--- BEGIN Records supplied ---

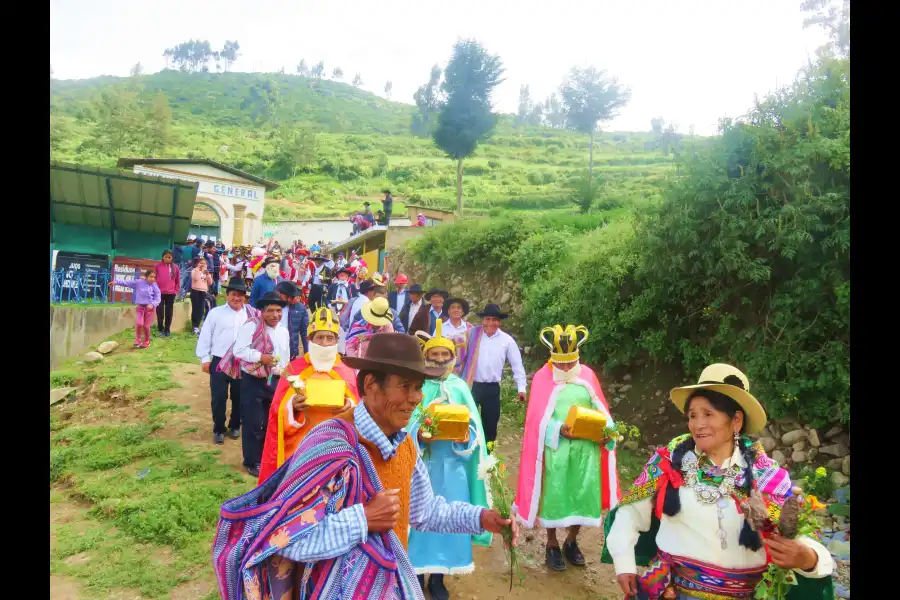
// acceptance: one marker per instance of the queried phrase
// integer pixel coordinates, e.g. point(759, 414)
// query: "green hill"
point(362, 144)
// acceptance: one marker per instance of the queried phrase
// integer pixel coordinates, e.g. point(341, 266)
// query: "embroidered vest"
point(395, 474)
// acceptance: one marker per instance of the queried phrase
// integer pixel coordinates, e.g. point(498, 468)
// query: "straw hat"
point(377, 312)
point(731, 382)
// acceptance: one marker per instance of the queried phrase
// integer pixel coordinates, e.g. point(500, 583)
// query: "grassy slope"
point(364, 146)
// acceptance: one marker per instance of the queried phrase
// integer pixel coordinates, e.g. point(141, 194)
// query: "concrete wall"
point(75, 330)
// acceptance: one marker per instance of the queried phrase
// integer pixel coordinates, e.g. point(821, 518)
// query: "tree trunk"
point(459, 187)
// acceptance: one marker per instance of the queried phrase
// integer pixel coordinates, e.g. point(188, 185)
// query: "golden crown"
point(565, 343)
point(437, 340)
point(323, 320)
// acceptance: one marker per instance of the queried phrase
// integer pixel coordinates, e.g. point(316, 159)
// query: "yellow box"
point(586, 424)
point(326, 393)
point(453, 421)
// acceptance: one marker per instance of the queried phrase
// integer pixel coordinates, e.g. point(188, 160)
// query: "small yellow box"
point(586, 424)
point(453, 421)
point(326, 393)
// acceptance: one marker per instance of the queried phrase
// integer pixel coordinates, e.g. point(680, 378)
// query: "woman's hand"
point(628, 583)
point(791, 554)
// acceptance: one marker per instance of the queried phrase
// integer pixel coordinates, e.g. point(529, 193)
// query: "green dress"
point(570, 488)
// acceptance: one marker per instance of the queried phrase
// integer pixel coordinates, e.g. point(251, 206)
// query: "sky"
point(688, 61)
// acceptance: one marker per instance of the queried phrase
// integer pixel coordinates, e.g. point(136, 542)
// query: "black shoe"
point(554, 559)
point(573, 554)
point(437, 589)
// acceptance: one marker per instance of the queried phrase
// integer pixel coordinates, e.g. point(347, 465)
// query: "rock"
point(838, 450)
point(792, 437)
point(839, 479)
point(107, 347)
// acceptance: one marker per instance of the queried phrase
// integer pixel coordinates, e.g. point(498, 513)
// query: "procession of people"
point(367, 416)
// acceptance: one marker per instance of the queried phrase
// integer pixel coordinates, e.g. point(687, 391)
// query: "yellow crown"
point(323, 320)
point(565, 342)
point(435, 341)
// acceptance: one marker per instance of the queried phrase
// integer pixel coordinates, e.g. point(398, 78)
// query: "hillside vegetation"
point(349, 144)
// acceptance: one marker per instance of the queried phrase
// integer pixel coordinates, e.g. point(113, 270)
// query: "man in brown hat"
point(370, 509)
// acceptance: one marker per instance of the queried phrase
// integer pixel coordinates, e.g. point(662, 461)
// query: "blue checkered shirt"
point(338, 533)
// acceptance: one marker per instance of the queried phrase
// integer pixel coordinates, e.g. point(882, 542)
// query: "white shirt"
point(219, 332)
point(693, 533)
point(280, 340)
point(493, 352)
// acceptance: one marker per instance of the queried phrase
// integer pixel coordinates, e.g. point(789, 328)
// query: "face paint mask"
point(322, 357)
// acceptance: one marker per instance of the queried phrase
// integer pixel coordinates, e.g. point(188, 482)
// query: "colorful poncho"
point(326, 474)
point(770, 479)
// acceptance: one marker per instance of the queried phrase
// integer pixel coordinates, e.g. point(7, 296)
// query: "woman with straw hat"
point(696, 511)
point(377, 317)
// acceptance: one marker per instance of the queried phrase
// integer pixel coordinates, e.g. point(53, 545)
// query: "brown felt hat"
point(394, 353)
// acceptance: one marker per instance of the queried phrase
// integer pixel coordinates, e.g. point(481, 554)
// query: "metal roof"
point(81, 195)
point(131, 162)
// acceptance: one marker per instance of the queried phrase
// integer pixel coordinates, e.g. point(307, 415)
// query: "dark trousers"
point(219, 384)
point(198, 307)
point(164, 312)
point(487, 398)
point(256, 398)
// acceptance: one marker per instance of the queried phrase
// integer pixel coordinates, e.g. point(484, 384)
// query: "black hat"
point(492, 310)
point(237, 284)
point(394, 353)
point(461, 301)
point(437, 291)
point(288, 288)
point(270, 298)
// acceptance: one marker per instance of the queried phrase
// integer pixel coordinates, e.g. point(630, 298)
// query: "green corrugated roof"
point(122, 201)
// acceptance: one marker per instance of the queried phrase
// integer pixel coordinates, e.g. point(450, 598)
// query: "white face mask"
point(322, 357)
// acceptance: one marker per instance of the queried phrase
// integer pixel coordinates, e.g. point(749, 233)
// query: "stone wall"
point(74, 329)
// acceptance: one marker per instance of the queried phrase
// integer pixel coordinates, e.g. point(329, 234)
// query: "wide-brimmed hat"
point(377, 311)
point(731, 382)
point(269, 298)
point(461, 301)
point(237, 284)
point(493, 310)
point(288, 288)
point(394, 353)
point(445, 294)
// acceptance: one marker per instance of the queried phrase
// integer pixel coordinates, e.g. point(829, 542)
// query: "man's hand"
point(382, 511)
point(493, 522)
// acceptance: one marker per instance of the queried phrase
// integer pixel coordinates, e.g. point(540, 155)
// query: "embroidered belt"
point(699, 579)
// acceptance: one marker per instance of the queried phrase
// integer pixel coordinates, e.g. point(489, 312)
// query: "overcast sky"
point(690, 61)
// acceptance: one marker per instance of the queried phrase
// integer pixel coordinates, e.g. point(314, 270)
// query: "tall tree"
point(230, 53)
point(466, 118)
point(428, 100)
point(590, 96)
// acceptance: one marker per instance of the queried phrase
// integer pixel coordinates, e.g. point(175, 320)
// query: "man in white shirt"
point(217, 335)
point(487, 351)
point(263, 348)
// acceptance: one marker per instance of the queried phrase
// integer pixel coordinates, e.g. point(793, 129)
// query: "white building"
point(236, 197)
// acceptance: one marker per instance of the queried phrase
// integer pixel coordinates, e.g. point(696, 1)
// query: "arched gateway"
point(235, 197)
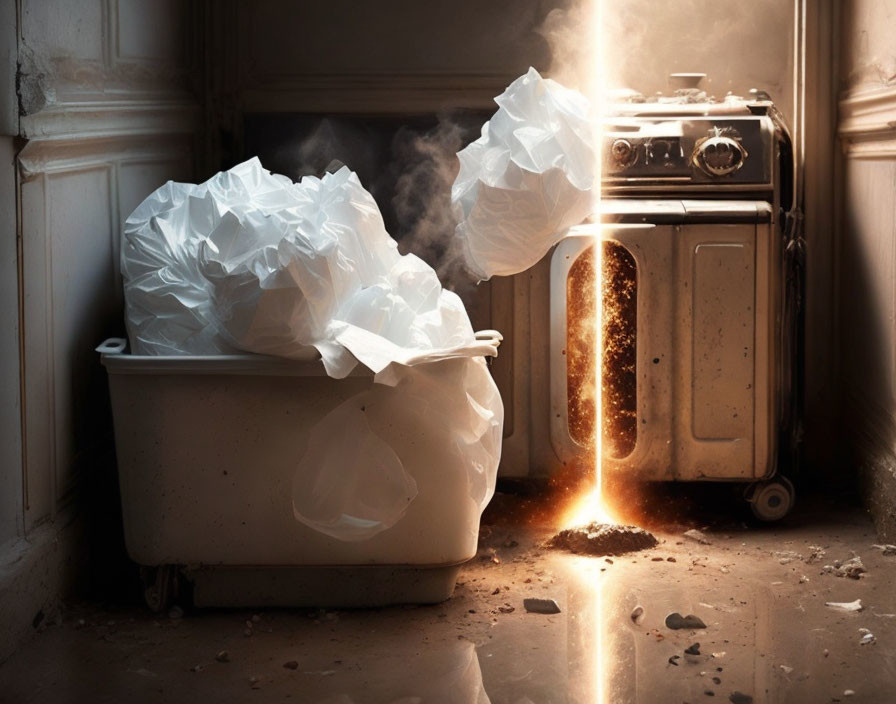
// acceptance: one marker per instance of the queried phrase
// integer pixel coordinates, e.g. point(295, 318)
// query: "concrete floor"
point(760, 591)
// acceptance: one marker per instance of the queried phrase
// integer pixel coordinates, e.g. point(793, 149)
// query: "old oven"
point(701, 290)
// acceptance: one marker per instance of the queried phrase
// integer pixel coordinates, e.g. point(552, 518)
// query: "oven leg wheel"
point(159, 586)
point(772, 500)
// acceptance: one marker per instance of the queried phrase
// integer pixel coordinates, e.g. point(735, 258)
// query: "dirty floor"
point(761, 592)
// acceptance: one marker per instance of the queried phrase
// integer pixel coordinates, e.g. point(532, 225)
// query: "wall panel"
point(866, 252)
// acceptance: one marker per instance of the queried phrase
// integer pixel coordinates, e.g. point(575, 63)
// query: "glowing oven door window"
point(620, 340)
point(573, 269)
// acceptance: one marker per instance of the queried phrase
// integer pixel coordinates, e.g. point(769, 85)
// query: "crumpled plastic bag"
point(325, 272)
point(527, 179)
point(443, 417)
point(250, 261)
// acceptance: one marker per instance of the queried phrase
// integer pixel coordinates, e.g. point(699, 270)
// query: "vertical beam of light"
point(597, 90)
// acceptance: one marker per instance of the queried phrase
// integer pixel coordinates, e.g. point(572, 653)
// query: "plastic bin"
point(207, 449)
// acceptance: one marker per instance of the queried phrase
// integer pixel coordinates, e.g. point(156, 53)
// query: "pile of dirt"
point(603, 539)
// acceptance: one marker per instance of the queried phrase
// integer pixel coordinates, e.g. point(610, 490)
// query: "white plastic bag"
point(323, 271)
point(445, 417)
point(168, 309)
point(526, 179)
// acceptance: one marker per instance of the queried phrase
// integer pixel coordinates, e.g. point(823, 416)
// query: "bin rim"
point(117, 360)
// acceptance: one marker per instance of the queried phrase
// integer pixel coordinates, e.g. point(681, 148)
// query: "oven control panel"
point(699, 151)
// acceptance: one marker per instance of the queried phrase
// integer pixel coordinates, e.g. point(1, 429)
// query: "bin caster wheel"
point(159, 586)
point(772, 500)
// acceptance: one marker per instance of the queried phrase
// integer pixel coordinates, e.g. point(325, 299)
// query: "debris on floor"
point(886, 550)
point(675, 621)
point(696, 536)
point(541, 606)
point(852, 568)
point(603, 539)
point(845, 605)
point(867, 637)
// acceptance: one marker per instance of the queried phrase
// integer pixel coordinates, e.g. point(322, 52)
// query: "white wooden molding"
point(868, 113)
point(99, 118)
point(43, 156)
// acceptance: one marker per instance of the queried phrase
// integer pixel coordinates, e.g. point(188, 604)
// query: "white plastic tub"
point(207, 449)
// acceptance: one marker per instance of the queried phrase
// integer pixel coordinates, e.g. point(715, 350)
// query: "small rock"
point(541, 606)
point(845, 605)
point(853, 568)
point(676, 621)
point(696, 536)
point(867, 637)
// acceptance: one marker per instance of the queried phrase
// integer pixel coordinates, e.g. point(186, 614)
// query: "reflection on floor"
point(761, 592)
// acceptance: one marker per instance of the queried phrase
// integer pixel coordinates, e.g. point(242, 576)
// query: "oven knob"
point(623, 153)
point(720, 156)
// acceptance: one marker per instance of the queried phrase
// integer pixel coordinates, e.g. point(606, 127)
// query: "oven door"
point(689, 321)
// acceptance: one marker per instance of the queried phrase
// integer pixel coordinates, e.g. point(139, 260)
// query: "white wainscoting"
point(74, 197)
point(108, 113)
point(866, 260)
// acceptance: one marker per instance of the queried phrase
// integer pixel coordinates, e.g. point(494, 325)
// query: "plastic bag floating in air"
point(444, 418)
point(526, 179)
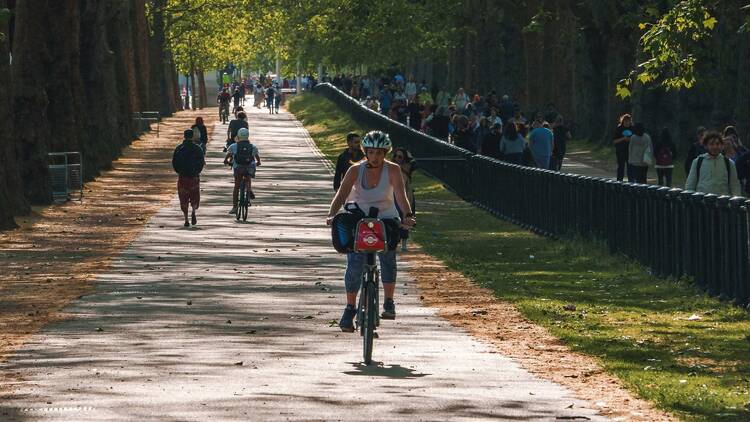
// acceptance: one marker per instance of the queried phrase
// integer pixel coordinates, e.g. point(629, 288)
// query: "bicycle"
point(243, 202)
point(370, 239)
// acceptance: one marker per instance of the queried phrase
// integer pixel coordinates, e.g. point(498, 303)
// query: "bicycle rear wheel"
point(370, 316)
point(240, 202)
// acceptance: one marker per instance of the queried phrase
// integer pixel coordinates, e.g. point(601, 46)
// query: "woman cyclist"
point(372, 182)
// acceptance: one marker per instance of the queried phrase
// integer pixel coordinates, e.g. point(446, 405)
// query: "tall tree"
point(12, 200)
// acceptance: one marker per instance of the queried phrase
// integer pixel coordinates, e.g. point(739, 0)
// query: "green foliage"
point(674, 45)
point(639, 326)
point(339, 33)
point(4, 18)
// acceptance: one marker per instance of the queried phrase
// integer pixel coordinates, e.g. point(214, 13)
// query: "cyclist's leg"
point(236, 191)
point(249, 184)
point(388, 272)
point(355, 266)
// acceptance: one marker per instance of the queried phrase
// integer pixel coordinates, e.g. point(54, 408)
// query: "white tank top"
point(381, 196)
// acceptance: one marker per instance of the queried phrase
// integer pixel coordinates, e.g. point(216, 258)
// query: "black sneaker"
point(347, 319)
point(389, 309)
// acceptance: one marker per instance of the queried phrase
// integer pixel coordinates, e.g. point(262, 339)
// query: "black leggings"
point(622, 162)
point(665, 177)
point(637, 174)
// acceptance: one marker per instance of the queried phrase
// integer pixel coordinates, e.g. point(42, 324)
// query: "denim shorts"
point(355, 267)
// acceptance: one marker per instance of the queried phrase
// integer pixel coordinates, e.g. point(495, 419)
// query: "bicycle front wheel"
point(240, 202)
point(370, 316)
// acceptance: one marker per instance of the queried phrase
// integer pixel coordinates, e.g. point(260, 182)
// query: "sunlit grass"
point(636, 324)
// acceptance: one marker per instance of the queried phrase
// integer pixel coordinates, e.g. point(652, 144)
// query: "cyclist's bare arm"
point(350, 178)
point(399, 189)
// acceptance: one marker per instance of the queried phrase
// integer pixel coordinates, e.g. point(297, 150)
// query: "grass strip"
point(667, 341)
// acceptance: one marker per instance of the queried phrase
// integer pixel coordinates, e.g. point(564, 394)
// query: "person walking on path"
point(200, 132)
point(541, 143)
point(373, 182)
point(712, 172)
point(277, 97)
point(665, 151)
point(404, 159)
point(352, 154)
point(491, 142)
point(188, 162)
point(696, 149)
point(640, 154)
point(512, 145)
point(623, 132)
point(561, 135)
point(235, 125)
point(460, 100)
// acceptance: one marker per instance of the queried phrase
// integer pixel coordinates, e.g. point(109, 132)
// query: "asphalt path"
point(236, 321)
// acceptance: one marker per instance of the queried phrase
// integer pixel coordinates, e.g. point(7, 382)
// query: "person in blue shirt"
point(385, 100)
point(541, 143)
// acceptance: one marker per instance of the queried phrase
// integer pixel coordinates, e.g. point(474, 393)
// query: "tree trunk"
point(202, 89)
point(102, 81)
point(30, 114)
point(160, 77)
point(141, 54)
point(11, 195)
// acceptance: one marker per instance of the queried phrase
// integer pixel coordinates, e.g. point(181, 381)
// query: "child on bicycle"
point(373, 182)
point(244, 158)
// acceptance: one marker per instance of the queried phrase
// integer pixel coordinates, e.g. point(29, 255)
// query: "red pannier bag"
point(370, 236)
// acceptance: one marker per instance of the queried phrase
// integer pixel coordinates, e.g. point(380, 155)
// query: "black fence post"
point(674, 232)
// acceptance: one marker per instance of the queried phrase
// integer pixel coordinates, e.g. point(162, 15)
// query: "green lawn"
point(636, 324)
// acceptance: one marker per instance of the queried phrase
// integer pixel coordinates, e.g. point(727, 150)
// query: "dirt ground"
point(499, 323)
point(52, 258)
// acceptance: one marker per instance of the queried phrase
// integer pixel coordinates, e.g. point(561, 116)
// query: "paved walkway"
point(231, 321)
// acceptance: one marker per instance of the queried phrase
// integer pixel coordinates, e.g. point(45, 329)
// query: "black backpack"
point(729, 172)
point(186, 162)
point(244, 155)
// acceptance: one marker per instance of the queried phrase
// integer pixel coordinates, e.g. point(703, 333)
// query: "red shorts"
point(189, 191)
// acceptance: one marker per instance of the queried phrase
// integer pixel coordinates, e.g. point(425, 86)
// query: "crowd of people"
point(496, 127)
point(485, 124)
point(717, 162)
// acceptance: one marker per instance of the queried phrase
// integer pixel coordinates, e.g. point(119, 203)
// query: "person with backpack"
point(188, 162)
point(200, 133)
point(743, 171)
point(561, 135)
point(696, 148)
point(352, 154)
point(665, 153)
point(512, 145)
point(270, 93)
point(640, 155)
point(277, 97)
point(712, 172)
point(235, 125)
point(244, 158)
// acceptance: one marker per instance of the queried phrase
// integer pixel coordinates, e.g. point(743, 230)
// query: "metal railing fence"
point(675, 233)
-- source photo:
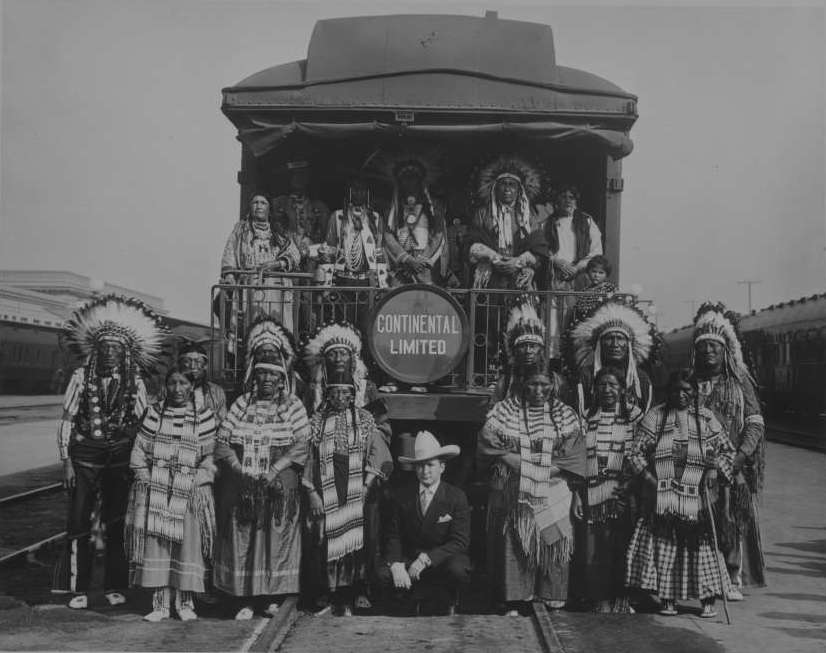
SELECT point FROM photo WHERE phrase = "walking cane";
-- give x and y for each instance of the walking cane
(720, 569)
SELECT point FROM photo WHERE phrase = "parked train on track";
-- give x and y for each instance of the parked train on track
(787, 345)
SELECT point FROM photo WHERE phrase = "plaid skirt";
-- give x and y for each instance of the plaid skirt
(658, 562)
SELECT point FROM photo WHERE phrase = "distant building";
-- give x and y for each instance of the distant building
(34, 305)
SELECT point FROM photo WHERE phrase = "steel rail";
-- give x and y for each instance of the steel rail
(32, 547)
(12, 498)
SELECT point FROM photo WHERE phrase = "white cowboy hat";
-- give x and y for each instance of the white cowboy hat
(427, 448)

--- END Records supplied ---

Required task :: Please copy the data line for line, beginning at its first line and stopping after the line that contains "point(395, 474)". Leave the pictures out of your copy.

Output of the exercise ::
// acceptance: one marker per instance of the queried phrase
// integer pixel coordinates, e.g. point(759, 414)
// query: "green hill"
point(362, 144)
// acceptance: one marker per instance of the queried phrase
// integer pixel coordinates, e.g. point(341, 266)
// query: "embroidered vest"
point(395, 474)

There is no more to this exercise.